What is expected
Reproduce each line exactly. Skip none.

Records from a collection
______________________________

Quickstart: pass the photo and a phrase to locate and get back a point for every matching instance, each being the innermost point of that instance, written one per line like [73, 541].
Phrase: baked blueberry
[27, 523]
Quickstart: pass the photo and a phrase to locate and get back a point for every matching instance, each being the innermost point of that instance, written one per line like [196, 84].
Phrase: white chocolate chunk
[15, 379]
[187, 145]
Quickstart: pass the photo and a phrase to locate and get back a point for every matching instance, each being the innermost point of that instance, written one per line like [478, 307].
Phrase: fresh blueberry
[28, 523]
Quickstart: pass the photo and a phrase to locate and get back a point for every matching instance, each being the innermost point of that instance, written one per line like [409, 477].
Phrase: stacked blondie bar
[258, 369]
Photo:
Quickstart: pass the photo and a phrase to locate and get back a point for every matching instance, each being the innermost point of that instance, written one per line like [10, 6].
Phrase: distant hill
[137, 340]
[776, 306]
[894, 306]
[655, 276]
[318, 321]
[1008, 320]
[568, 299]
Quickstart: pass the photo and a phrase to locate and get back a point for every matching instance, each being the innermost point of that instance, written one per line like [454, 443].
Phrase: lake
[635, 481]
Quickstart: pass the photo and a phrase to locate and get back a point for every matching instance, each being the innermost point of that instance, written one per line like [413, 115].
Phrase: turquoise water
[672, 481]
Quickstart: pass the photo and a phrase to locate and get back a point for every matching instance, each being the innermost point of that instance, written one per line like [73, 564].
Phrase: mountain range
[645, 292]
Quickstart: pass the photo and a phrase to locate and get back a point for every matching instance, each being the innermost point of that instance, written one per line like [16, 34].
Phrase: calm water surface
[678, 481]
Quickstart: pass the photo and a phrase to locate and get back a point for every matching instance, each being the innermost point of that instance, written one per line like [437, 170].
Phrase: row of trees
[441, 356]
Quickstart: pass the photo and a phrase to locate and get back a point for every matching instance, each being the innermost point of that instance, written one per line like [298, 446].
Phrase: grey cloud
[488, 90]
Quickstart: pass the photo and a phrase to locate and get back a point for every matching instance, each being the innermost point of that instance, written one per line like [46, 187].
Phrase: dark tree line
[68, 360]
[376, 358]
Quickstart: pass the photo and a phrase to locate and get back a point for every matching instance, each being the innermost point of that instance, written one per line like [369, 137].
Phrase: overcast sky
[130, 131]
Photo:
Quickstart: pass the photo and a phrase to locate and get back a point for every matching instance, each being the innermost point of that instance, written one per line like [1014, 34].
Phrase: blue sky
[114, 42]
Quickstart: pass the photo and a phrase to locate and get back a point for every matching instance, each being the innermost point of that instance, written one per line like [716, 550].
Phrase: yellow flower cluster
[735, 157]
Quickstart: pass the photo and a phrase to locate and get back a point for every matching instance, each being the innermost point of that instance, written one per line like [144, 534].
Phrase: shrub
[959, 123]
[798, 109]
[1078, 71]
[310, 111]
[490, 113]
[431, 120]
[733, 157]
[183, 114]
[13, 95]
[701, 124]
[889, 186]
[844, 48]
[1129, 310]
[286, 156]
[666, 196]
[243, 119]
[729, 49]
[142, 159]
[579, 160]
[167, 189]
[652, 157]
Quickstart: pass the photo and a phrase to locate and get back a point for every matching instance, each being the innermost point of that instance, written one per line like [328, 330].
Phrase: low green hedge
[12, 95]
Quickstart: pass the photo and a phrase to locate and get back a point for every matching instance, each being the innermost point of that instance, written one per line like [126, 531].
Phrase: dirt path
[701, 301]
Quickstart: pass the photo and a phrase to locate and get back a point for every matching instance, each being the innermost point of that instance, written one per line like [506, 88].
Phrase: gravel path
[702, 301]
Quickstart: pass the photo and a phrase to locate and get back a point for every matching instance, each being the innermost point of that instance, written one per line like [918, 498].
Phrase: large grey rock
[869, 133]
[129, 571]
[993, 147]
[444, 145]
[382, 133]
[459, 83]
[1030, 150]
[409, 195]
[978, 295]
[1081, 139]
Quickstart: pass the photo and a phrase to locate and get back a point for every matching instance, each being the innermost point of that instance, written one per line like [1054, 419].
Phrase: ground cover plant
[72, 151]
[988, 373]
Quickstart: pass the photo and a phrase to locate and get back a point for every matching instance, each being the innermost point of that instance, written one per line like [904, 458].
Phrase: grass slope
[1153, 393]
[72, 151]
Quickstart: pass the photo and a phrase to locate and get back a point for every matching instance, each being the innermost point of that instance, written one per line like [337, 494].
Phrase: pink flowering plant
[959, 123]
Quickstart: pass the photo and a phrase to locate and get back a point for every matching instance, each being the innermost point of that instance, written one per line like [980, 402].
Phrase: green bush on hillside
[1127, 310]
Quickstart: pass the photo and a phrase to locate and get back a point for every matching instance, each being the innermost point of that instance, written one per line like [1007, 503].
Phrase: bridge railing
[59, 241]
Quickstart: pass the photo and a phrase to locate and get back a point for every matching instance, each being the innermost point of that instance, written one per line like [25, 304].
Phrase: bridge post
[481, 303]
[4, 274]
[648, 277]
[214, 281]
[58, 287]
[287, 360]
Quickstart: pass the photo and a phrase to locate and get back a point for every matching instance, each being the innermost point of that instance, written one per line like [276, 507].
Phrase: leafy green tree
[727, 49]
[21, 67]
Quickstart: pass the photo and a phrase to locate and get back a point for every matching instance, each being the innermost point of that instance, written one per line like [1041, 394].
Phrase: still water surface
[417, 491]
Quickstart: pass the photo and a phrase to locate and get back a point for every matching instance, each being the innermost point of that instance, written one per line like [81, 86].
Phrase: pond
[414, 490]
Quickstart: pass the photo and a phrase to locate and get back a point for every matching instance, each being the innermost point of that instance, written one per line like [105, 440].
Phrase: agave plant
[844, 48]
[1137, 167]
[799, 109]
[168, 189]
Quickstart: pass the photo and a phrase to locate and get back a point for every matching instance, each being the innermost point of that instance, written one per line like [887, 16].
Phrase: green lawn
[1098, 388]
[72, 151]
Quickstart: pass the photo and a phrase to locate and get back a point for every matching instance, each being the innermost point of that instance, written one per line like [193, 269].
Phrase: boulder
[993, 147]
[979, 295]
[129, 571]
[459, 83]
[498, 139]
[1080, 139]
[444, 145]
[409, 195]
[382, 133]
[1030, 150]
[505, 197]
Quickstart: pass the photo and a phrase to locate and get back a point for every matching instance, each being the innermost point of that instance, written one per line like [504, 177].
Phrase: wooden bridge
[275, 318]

______________________________

Answer to this exercise
Quickstart: pass the photo and a phrase to locate and get back a point for every matching instance, each being the innermost point of that instance, written one per line like [73, 541].
Phrase: baked blueberry
[27, 523]
Quickstart: pass the photo and a phrase to locate and get back a point for every matching instance, each being the innermost point of that instance, written one per line like [196, 84].
Phrase: white chocolate chunk
[15, 379]
[187, 145]
Quickstart: pass the photo and a phrase to locate and get back a point for every matching instance, each being the innermost point of that instance, written one per line like [478, 307].
Phrase: fresh blueberry
[28, 523]
Quickstart: pass the photo and a phrase to locate and get back a point for every matching instance, each being the innermost point of that instance, written one per line like [409, 477].
Phrase: stacked blondie bar
[258, 369]
Photo:
Quickstart: pass the photo and a phrase to locate and get back a point for every matching instance, each being the innermost point of that instance, written one per line like [10, 6].
Phrase: distant hill
[137, 340]
[776, 306]
[894, 306]
[655, 276]
[318, 321]
[1008, 320]
[568, 299]
Quickstart: pass the photo and a phrase to locate and get back a point for every matching instance, each being the innermost point of that instance, written one per line like [454, 443].
Phrase: lake
[635, 481]
Quickstart: pass the photo and a phrase to locate and get back a point for every matching instance, each being the innermost point of that instance, written one per line like [413, 115].
Phrase: turquoise water
[672, 481]
Quickstart: pass the photo and a phrase to locate and get back a point for every matching instance, each being the innermost point of that instance, written one per line like [73, 564].
Phrase: mountain range
[645, 292]
Quickstart: pass the photo and a phrase to locate and get back a point for every matching instance, each being the innermost point of that instance, written one per line like [16, 34].
Phrase: calm water surface
[678, 481]
Quickstart: pass the photo and a phrase to locate and get back a point for every matching instance, each being the innermost point of that instance, written one per line like [437, 170].
Phrase: row of trees
[441, 356]
Quickstart: pass the photo and a phrase to locate and get back a point for every matching instance, each being the innermost point of that instance, written one per line like [298, 446].
Phrase: grey cloud
[488, 90]
Quickstart: pass the photo and a phrase to locate and get back a point for every matching instance, each being the innermost point of that instance, written one per line like [46, 187].
Phrase: dark tree line
[68, 360]
[376, 358]
Quickstart: pass the photo and a phrase to locate and get back a point for every matching instance, each being the innermost point of that instance, written one per line like [369, 137].
Phrase: overcast sky
[130, 131]
Photo:
Quickstart: pass the photo and a phrase to locate and get back a point for every matching instance, each being the innermost point of that instance, written one per line like [1014, 34].
Phrase: blue sky
[114, 42]
Quickstart: pass the photo and a phrase to locate and get back a point for every matching instance, each being the innermost point of that instance, written one per line like [716, 550].
Phrase: yellow flower cluster
[735, 157]
Quickstart: pass the photo and a phrase to locate and get back a point for every matching instance, each being the innermost point of that instance, written one per line like [144, 534].
Phrase: shrub
[959, 123]
[798, 109]
[1078, 71]
[310, 111]
[490, 113]
[431, 120]
[733, 157]
[183, 114]
[13, 95]
[701, 124]
[889, 186]
[844, 48]
[1129, 310]
[286, 156]
[666, 196]
[243, 119]
[729, 49]
[142, 159]
[579, 160]
[167, 189]
[652, 157]
Quickstart: pass the photo and a phrase to locate and get back a point for every matching instance, each being the innermost point of that instance, written one per line like [328, 330].
Phrase: low green hedge
[12, 95]
Quickstart: pass the photo and a phrase to locate and get back a point for every matching instance, each being the innermost point of that instance, written one per line like [126, 531].
Phrase: dirt path
[701, 301]
Quickstart: pass the photo and a phrase to locate and get back a point for every matching instance, each being the innermost point of that instance, written one per line like [506, 88].
Phrase: gravel path
[702, 301]
Quickstart: pass the photo and a phrase to locate and get back a point for every matching instance, each being the innermost point of that instance, written one per line like [918, 498].
Phrase: large grey rock
[869, 133]
[129, 571]
[993, 147]
[444, 145]
[382, 133]
[459, 83]
[1030, 150]
[409, 195]
[978, 295]
[1081, 139]
Quickstart: pass the photo and a phrase to locate and get back a point for every matching instance, each being the innermost point of that instance, written one per line like [1054, 419].
Phrase: ground cover plant
[72, 151]
[988, 373]
Quickstart: pass the photo and a phrase to locate and get back a point for every matching instance, each being the innermost point of that instance, written one per line like [904, 458].
Phrase: grass slope
[1153, 393]
[72, 151]
Quickstart: pass the photo and a phrase to locate and get back a point for every matching instance, each being the innermost point of that instance, written one per line like [337, 494].
Phrase: pink flowering plant
[959, 123]
Quickstart: pass the photo and a phrase to locate and get back a point for every matching instance, each being the innermost point of that instance, written one per line like [980, 402].
Phrase: green bush on hillside
[1127, 310]
Quickstart: pass the photo and a phrase to locate and get back a point for every matching instance, each being the innermost point of that instance, written one per line like [1007, 503].
Phrase: bridge railing
[59, 241]
Quickstart: pass the photo and a phrase to locate and get back a point for every matching instance, each being the innermost point of that instance, written one per line like [25, 304].
Phrase: bridge post
[481, 303]
[4, 274]
[648, 277]
[214, 281]
[58, 287]
[287, 360]
Quickstart: pass the photo and a phrase to locate and get back a point for every matching instance, each being the innermost point of that instance, written one per line like [276, 507].
Phrase: leafy green tree
[727, 49]
[21, 67]
Quickstart: pass the photo and a phrase to locate and get back a point for every matching instance, each being the innermost point of that instance, written one per line like [1041, 394].
Phrase: still water surface
[417, 491]
Quickstart: pass the photo and a phrase to locate and get back a point for every matching instance, each being the innermost point of that instance, written one per line like [81, 86].
Phrase: pond
[414, 490]
Quickstart: pass the photo and a phrase to locate and get back a point for every matching instance, each being the innermost point of that instance, written one per line like [105, 440].
Phrase: agave plant
[844, 48]
[1137, 167]
[799, 109]
[168, 189]
Quickstart: pass the photo and a phrase to locate and get back a point for every matching instance, each being the innermost point of that instance, written one per line like [887, 16].
Phrase: green lawn
[1098, 388]
[72, 151]
Quickstart: pass the photo and a phrase to locate and get back a point for every matching instance, each being the innermost point of that instance, written one per line like [193, 269].
Phrase: boulder
[993, 147]
[979, 295]
[129, 571]
[459, 83]
[498, 139]
[1080, 139]
[444, 145]
[409, 195]
[382, 133]
[1030, 150]
[505, 197]
Quickstart: pass the photo and a phrase to locate and get back a point for every matching instance, each being the innermost point of that instance, written one per line like [504, 177].
Phrase: wooden bridge
[275, 318]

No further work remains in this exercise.